| Exercise directions |
Can you gather every line in the entries below that contains the string "jacket"? Case counts, so match capitalization.

(Entries from a point labeling set)

=======

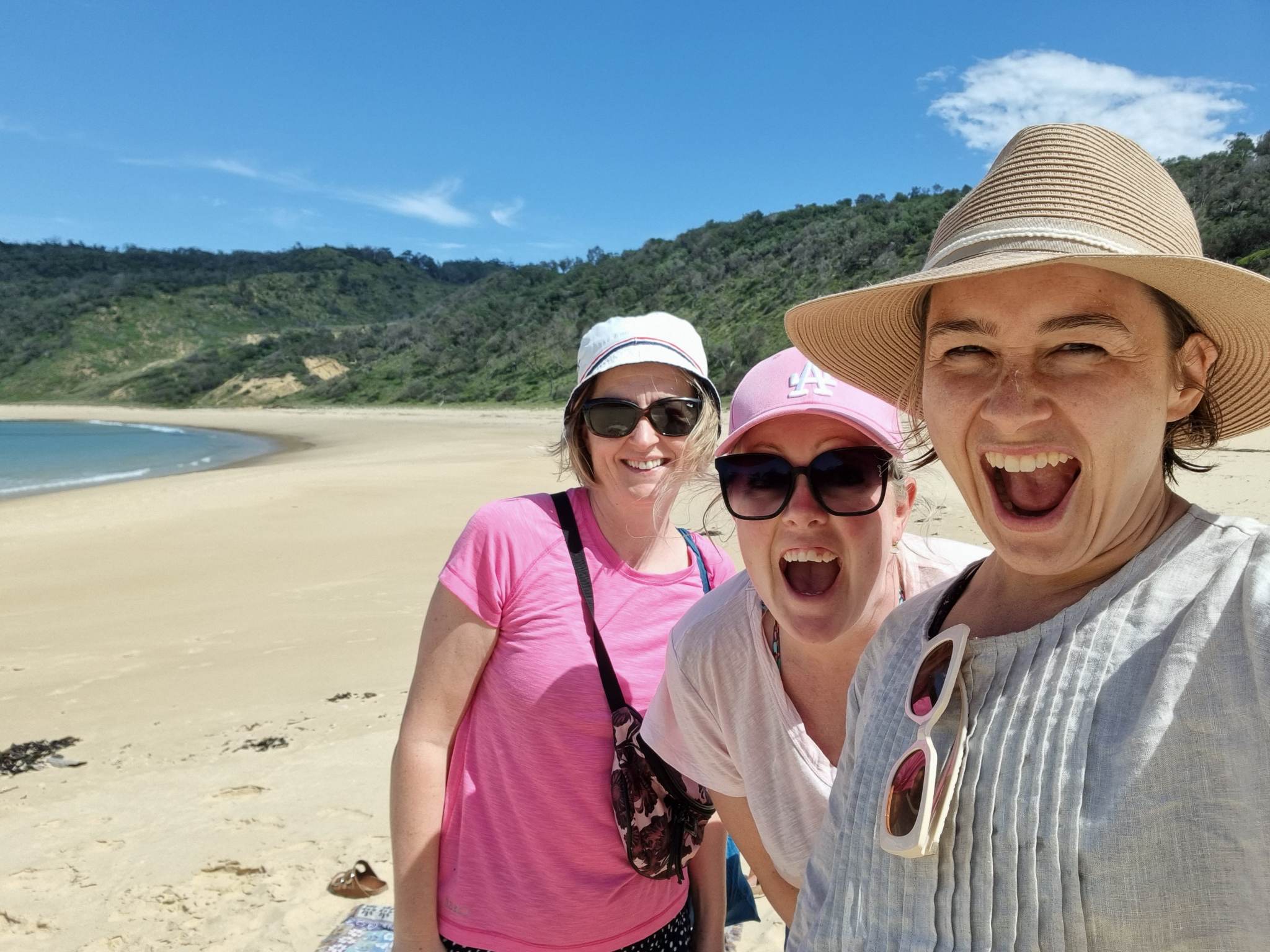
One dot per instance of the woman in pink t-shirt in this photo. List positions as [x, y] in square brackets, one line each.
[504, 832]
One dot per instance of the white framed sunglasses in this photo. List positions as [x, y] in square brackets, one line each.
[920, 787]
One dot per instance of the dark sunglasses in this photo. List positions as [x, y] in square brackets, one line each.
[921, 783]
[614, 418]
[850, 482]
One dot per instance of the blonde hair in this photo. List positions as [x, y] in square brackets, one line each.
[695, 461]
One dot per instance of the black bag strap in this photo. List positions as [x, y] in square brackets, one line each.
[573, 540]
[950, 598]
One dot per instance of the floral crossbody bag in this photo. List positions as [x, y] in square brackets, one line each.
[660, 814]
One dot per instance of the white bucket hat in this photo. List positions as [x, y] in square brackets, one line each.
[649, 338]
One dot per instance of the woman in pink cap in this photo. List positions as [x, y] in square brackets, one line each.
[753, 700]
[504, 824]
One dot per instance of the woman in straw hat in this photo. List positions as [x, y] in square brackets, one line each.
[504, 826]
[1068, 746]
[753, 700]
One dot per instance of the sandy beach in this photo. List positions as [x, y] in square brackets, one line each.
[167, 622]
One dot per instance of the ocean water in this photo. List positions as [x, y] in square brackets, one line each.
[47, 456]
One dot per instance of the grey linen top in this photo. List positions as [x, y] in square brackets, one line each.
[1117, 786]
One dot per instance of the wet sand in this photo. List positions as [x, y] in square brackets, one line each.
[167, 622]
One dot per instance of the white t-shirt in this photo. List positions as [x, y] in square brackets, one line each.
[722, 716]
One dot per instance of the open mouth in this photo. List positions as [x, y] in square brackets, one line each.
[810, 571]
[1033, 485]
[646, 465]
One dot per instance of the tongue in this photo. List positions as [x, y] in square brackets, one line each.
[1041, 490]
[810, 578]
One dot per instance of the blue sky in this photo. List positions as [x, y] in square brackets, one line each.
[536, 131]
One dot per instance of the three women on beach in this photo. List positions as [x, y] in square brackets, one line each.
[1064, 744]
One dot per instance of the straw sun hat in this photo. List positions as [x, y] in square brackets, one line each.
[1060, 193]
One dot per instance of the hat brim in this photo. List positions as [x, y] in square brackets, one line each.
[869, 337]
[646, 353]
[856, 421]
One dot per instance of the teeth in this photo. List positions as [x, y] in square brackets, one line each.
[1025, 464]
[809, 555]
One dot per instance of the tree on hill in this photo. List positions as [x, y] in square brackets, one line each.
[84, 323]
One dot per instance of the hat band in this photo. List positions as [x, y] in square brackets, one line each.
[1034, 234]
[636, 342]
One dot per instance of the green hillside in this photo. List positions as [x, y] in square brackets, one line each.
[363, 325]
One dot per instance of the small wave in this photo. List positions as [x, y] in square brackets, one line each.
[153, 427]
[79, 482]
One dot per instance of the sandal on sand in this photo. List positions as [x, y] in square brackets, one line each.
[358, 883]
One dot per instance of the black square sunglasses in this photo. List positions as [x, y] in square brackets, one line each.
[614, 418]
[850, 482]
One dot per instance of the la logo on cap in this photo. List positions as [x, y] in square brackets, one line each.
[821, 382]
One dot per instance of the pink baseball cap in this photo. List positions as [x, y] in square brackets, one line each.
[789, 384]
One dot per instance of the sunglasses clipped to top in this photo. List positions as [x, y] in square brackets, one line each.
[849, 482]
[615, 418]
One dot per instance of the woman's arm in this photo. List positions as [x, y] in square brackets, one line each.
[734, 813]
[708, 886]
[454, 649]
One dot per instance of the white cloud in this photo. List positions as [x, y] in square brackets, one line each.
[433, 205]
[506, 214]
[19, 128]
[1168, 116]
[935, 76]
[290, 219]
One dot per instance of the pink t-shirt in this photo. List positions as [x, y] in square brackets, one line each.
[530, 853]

=======

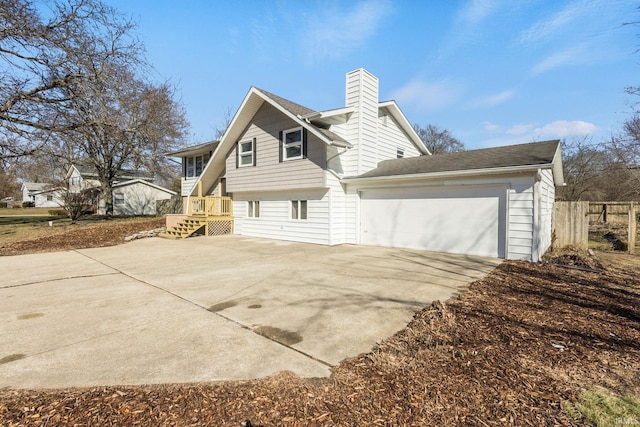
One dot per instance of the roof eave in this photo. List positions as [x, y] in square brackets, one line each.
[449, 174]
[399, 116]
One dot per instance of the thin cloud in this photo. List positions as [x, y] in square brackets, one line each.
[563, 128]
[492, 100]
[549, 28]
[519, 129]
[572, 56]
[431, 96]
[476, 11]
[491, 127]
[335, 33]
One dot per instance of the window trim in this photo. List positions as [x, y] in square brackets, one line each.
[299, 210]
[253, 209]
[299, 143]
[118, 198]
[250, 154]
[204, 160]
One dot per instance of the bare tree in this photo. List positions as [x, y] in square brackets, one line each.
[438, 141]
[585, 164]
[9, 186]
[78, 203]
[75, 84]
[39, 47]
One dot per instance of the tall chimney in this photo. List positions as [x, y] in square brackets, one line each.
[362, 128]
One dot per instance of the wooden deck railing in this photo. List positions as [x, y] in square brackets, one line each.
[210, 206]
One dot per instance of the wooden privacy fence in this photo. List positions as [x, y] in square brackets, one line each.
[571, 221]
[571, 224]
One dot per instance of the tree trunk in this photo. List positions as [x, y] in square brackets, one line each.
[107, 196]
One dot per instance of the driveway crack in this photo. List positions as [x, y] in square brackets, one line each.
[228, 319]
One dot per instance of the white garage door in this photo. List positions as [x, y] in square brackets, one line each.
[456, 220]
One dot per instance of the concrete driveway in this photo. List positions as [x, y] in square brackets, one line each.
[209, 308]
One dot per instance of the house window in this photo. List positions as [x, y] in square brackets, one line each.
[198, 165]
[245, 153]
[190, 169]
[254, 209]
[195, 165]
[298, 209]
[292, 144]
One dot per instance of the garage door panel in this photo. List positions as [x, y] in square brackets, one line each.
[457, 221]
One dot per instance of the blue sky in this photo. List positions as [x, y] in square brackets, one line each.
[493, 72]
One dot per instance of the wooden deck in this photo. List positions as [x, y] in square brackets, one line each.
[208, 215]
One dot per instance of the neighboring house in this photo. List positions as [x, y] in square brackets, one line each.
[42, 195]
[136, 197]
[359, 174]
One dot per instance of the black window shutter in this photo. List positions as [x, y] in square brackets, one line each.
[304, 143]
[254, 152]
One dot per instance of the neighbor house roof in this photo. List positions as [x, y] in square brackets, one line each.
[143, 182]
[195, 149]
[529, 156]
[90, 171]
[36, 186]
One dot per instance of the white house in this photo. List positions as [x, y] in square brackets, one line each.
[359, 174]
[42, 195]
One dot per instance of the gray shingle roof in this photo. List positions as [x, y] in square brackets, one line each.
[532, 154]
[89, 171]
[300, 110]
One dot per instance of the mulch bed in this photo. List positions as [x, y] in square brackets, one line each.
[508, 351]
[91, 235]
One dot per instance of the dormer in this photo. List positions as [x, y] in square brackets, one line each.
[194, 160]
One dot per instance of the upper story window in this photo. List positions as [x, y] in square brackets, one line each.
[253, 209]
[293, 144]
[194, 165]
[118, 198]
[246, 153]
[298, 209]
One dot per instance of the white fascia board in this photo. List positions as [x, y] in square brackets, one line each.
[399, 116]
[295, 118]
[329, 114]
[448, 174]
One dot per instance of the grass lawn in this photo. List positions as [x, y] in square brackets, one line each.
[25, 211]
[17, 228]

=======

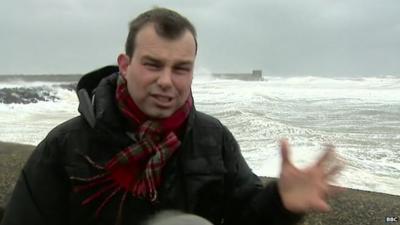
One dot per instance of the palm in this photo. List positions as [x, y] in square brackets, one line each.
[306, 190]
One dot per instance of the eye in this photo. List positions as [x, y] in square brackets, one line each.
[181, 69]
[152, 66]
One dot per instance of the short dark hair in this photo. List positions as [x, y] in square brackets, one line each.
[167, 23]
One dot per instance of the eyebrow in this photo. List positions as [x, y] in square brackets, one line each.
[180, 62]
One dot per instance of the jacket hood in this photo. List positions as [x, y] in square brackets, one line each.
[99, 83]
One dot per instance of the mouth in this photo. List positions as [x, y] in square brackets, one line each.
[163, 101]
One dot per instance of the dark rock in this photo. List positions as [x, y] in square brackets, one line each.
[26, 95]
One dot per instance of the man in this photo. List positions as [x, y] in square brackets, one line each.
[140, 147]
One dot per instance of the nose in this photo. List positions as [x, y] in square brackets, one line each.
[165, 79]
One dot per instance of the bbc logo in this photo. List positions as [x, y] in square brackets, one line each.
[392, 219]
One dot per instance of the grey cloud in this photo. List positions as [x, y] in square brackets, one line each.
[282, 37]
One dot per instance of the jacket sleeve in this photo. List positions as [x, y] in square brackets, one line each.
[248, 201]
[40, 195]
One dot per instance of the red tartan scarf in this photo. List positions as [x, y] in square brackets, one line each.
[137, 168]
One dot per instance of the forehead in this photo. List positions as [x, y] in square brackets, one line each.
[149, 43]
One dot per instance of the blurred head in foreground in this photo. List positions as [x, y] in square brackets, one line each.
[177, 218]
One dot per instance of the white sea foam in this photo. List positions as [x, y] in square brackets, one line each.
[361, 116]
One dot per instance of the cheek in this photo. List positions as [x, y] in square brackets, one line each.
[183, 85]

=======

| Completed task |
One dot per instance of the jacket hood in this photo. List positions as [x, y] in square brackets, one line each.
One dot per instance of the jacket sleeve in this photo. List positions as [x, y] in square brackets, one line each.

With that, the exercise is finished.